### TASK PROMPT
According to the review of Enchanted April, in which act does the Italian castle first appear?

### PASSAGE SHOWN
Theatre Review by Matthew Murray - April 29, 2003

Enchanted April by Matthew Barber. From the novel by Elizabeth Von Arnim. Directed by Michael Wilson. Scenic Design by Tony Straiges. Costume Design by Jess Goldstein. Lighting Design by Rui Rita. Original Music and Sound by John Gromada. Hair and Wig Design by Paul Huntley. Dialect Coach Deborah Hecht. Cast: Elizabeth Ashley, Jayne Atkinson, Patricia Conolly, Michael Cumpsty, Dagmara Dominczyk, Daniel Gerroll, Michael Hayden, and Molly Ringwald. Originally produced at the Hartford Stage Company. The Producers wish to express their appreciation to Theatre Development Fund for its support of this production.
Theatre: Belasco Theatre, 111 West 44th Street
Running time: 2 hours 20 minutes including one 15 minute intermission.
Audience: Appropriate for ages 5 and older. Children under 4 are not permitted into the theatre.
Schedule: Tuesday through Saturday at 8 PM, Wednesday and Saturday at 2 PM, Sunday at 3 PM.
Ticket price: $81.25 and $46.25
Tickets: Telecharge

With May rapidly approaching, the dark days of this past April, with temperatures and weather patterns more appropriate to fall than spring, are behind us. But still, dark clouds may gather around the human heart and mind, and for those who succumb, brighter days may never come. Such is the lesson of Enchanted April, Matthew Barber's new stage adaptation of Elizabeth von Arnim's early 1920s novel, now gracing the Belasco Theatre with the promise of better times and sunnier outlooks for most everyone.

Fortunately, that does include, to at least some level, the audience. On the most basic level, Enchanted April is a success as a romantic comedy because it's both comic and romantic. In telling the story of four English women who break free of their rain-drenched sorrows and oppression for a month in a rented Italian castle, there's plenty of opportunity for surprises and redemption, hopes that Barber never squelches.

Getting to that point may prove a chore for some, as the castle itself - almost another character in the play - doesn't make its appearance until the second act. It's not until the women arrive there that the play really gets going, becoming the lithe, magical comedy suggested by much of the first act's dialogue and, in fact, the show's logo itself. Those waiting strictly for the light-hearted excitement of the second act to arrive may well find the first act a challenge.

Barber's work is unbalanced a bit in that way - London and Italy receive about equal stage time, which tends to dilute Italy's transformative effects on the characters. Director Michael Wilson does everything he can to work around this, creating - with the help of his designers (Tony Straiges on sets, Jess Goldstein on costumes, and Rui Rita on lights) - two acts that contrast each other physically and emotionally. The first act is rendered in almost bleak understatement and muted colors, with black dominant throughout, with the second gorgeously depicted in brightly-lit springtime colors.

### COLLECTED MATERIAL
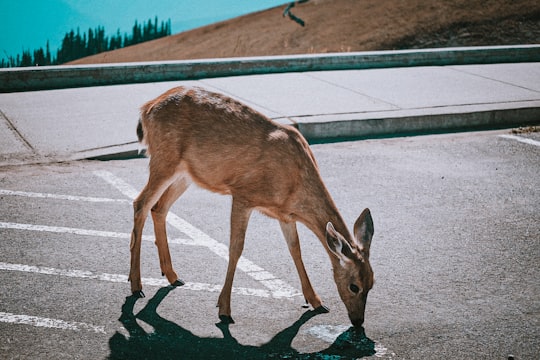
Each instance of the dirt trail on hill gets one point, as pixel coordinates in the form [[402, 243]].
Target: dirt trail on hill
[[347, 25]]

### RESULT
The second act.